▶ _AIM_:
In the source text about television genre series, what is the title of Section 8?

Section 6 says “Just Because They’re Out to Get You, It Doesn’t Mean You’re Paranoid”—and obviously includes such series as The Prisoner (original version), The X-Files, and Torchwood. I say “obviously,” because They were out to get Number 6, like they were out to get Special Agents Mulder and Scully—but I’m not so sure if that’s true about Captain Jack Harkness. (Just between you and me, I hear they’re bringing Torchwood back—but obviously the cast will be either smaller—just Gwen and Jack—or they’ll put a new cast in place to supplant Ianto, Tosh and the Doctor.)
Section 7 looks at “A New Kind of Hero,” with Wonder Woman, Xena: Warrior Princess, Buffy the Vampire Slayer, Ultraviolet, Angel, Smallville, Lost, and Heroes. With the possible exception of Smallville’s Clark Kent, most of the protagonists in this section could be said to be supernatural beings—after all, Wonder Woman was an Amazon princess given powers by goddesses, Angel was a vampire (and Buffy was The Slayer—there can be only one in a generation, or at least until the final few episodes when Sunnyvale was overrun by wanna-be Slayers); Xena originated somewhere in myth, Lost’s people deal with smog monsters, and the protagonists of Heroes, those “new people,” have nearly Godlike powers, although mostly one at a time. Savile devotes an inordinate amount of space to Wonder Woman and her effect on “Jiggle TV”—I think maybe he was fascinated by Lynda Carter’s breasts. (But then, what young man wasn’t at that age?)
Finally, Section 8, “Worlds of Their Own,” ties it all together with a round-robin interview with Joe Ahearne (British TV writer, producer & director), Paul Cornell (British TV writer), Kenneth Johnson (American TV series creator and writer), Andrew Cartmel (British TV writer and script editor), Kevin J. Anderson (American genre and tie-in writer), Keith DeCandido (American genre novelist and tie-in writer), as well as Stephen Volk (British TV writer). In this series they discuss the trials and tribulations of either writing original TV works or adapting to TV work; Kevin Anderson talks about how TV helped him develop his writing skills by analyzing TV shows and so on.

▶ _RECORD SET_:
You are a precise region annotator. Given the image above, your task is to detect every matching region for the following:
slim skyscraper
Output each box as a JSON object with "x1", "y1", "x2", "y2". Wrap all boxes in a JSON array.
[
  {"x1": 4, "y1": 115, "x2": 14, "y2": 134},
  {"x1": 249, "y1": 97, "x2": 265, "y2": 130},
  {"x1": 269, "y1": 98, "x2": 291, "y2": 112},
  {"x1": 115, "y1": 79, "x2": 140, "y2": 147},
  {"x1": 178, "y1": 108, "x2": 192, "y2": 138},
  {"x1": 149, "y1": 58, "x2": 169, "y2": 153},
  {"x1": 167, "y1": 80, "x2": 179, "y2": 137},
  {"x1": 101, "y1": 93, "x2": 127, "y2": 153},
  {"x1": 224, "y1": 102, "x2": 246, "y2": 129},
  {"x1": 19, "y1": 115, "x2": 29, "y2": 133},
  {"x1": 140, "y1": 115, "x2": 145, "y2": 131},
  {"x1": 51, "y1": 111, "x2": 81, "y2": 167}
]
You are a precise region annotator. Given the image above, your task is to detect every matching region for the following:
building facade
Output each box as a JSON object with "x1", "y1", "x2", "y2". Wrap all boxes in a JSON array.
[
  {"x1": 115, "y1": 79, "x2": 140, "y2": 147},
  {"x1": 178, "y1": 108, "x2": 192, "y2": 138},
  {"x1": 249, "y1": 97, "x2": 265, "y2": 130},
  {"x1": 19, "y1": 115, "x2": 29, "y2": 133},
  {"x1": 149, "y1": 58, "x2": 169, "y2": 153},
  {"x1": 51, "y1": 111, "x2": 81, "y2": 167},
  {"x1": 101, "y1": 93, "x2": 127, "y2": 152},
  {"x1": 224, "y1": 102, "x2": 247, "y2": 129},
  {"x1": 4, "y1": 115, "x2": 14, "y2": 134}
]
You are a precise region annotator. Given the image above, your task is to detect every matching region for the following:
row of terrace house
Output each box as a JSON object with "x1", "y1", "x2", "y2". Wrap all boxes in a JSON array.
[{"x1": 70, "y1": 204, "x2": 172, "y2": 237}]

▶ _THE SOLUTION_:
"Worlds of Their Own"